_TASK PROMPT_:
Copy out each line of the records below word for word.

_RECORDS SHOWN_:
>> BEGIN
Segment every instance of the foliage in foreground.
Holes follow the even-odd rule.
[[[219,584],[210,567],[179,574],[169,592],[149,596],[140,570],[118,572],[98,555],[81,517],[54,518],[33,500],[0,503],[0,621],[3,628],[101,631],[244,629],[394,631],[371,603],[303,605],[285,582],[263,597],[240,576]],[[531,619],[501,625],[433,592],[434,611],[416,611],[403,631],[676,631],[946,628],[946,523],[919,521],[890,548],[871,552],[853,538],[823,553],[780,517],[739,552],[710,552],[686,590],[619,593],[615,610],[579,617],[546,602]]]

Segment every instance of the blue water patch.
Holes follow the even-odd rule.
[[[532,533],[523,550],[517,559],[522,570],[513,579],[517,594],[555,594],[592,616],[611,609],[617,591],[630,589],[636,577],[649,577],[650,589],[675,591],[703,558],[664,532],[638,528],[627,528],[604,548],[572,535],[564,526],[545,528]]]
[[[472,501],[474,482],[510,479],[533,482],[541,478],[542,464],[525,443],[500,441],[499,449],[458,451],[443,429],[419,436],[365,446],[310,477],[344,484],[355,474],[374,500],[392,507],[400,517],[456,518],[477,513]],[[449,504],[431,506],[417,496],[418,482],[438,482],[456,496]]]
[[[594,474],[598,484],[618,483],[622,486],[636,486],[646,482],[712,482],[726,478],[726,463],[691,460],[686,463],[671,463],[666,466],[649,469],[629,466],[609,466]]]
>> END
_FULL RESPONSE_:
Segment every instance of the foliage in foreground.
Holes follow the even-odd rule.
[[[219,584],[210,567],[179,574],[169,592],[149,596],[140,570],[118,572],[98,555],[81,517],[54,518],[33,500],[0,503],[0,621],[3,628],[101,631],[244,629],[394,631],[371,603],[303,605],[285,582],[263,597],[240,576]],[[531,619],[501,625],[433,592],[434,611],[416,611],[403,631],[676,631],[946,628],[946,523],[919,521],[890,548],[871,552],[853,538],[823,553],[780,517],[739,552],[710,552],[686,590],[619,593],[615,610],[579,617],[546,602]]]

Segment every instance of the blue water patch.
Holes follow the even-odd rule.
[[[532,533],[523,550],[517,559],[522,570],[513,579],[517,594],[555,594],[592,616],[611,609],[617,591],[630,589],[636,577],[649,577],[650,589],[675,591],[703,558],[664,532],[638,528],[627,528],[604,548],[572,535],[564,526],[545,528]]]
[[[472,501],[474,482],[510,479],[533,482],[541,478],[542,464],[525,443],[500,441],[499,449],[458,451],[443,429],[419,436],[365,446],[310,477],[344,484],[355,474],[374,500],[392,507],[400,517],[456,518],[477,513]],[[449,504],[431,506],[417,496],[418,482],[438,482],[456,496]]]
[[[594,474],[598,484],[618,483],[622,486],[636,486],[646,482],[712,482],[726,478],[726,463],[691,460],[686,463],[671,463],[666,466],[649,469],[629,466],[609,466]]]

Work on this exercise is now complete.